**YOUR ASSIGNMENT:** Please print the records below word for word.

**STORED DATA:**
/---
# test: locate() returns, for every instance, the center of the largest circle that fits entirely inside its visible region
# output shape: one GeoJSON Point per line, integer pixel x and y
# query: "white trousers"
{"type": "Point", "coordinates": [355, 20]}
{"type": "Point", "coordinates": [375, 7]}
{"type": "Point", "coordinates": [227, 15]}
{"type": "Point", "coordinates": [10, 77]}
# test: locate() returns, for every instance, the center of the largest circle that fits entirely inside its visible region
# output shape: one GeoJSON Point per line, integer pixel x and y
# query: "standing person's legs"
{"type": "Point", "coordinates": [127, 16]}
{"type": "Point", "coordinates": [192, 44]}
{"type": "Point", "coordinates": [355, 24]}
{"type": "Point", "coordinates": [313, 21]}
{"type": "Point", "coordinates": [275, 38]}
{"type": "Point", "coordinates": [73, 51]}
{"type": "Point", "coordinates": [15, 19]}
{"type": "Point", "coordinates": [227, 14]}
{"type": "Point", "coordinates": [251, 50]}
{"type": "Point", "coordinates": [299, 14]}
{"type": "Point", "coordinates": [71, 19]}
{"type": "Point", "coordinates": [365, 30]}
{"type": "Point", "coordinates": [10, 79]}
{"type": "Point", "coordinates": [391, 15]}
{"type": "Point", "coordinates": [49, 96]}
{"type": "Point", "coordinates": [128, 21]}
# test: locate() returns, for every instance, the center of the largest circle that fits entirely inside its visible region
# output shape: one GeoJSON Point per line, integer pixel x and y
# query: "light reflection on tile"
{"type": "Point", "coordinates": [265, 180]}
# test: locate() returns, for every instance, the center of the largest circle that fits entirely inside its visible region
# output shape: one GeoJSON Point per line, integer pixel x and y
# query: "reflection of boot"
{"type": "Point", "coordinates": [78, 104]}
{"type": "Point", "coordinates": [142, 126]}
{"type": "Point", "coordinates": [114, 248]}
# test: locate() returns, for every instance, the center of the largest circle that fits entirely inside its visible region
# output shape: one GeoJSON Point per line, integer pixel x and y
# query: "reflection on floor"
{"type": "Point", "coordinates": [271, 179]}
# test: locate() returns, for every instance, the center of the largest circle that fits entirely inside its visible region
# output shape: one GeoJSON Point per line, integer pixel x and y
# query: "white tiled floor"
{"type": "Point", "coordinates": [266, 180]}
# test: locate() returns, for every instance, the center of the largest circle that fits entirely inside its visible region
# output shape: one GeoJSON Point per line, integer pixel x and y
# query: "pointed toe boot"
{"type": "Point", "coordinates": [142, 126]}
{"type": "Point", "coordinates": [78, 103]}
\---
**RESPONSE TO THE EXERCISE:**
# test: locate() returns, for every instance, the center of the largest circle that fits entirely inside its visible region
# output shape: one GeoJSON Point per line, integer pixel x and y
# query: "white trousers"
{"type": "Point", "coordinates": [355, 20]}
{"type": "Point", "coordinates": [375, 7]}
{"type": "Point", "coordinates": [227, 15]}
{"type": "Point", "coordinates": [10, 77]}
# test: locate() returns, for every instance, the center of the largest circle that fits entirely inside its visible region
# output shape: one GeoJSON Point per line, integer pixel x and y
# query: "standing person's legs"
{"type": "Point", "coordinates": [127, 16]}
{"type": "Point", "coordinates": [192, 44]}
{"type": "Point", "coordinates": [355, 24]}
{"type": "Point", "coordinates": [313, 21]}
{"type": "Point", "coordinates": [275, 38]}
{"type": "Point", "coordinates": [73, 51]}
{"type": "Point", "coordinates": [15, 19]}
{"type": "Point", "coordinates": [227, 14]}
{"type": "Point", "coordinates": [251, 50]}
{"type": "Point", "coordinates": [299, 14]}
{"type": "Point", "coordinates": [71, 19]}
{"type": "Point", "coordinates": [365, 30]}
{"type": "Point", "coordinates": [10, 79]}
{"type": "Point", "coordinates": [391, 15]}
{"type": "Point", "coordinates": [49, 96]}
{"type": "Point", "coordinates": [128, 21]}
# test: locate() returns, for every instance, the center of the largest circle that fits entirely inside its visible region
# output shape: one GeoJSON Point per line, integer pixel x and y
# query: "light reflection on tile"
{"type": "Point", "coordinates": [265, 180]}
# test: locate() returns, for every instance, the center of the largest circle that fits entirely inside its visible region
# output shape: one GeoJSON Point per line, integer pixel x and y
# query: "reflection of boot"
{"type": "Point", "coordinates": [78, 104]}
{"type": "Point", "coordinates": [142, 126]}
{"type": "Point", "coordinates": [114, 248]}
# test: locate() returns, for every instance, the center of the largest circle that fits entirely inside its visible region
# output shape: one GeoJSON Point per line, integer pixel x and y
# query: "reflection on floor"
{"type": "Point", "coordinates": [271, 179]}
# test: locate() returns, for every instance, the center of the largest circle that fits entirely inside its visible region
# output shape: one GeoJSON Point per line, integer pixel x and y
# query: "white tiled floor"
{"type": "Point", "coordinates": [266, 180]}
# test: locate() returns, for every instance, the center of the largest circle that fits entirely inside its visible region
# output shape: one GeoJSON Point per line, integer pixel x and y
# query: "pointed toe boot"
{"type": "Point", "coordinates": [142, 126]}
{"type": "Point", "coordinates": [78, 103]}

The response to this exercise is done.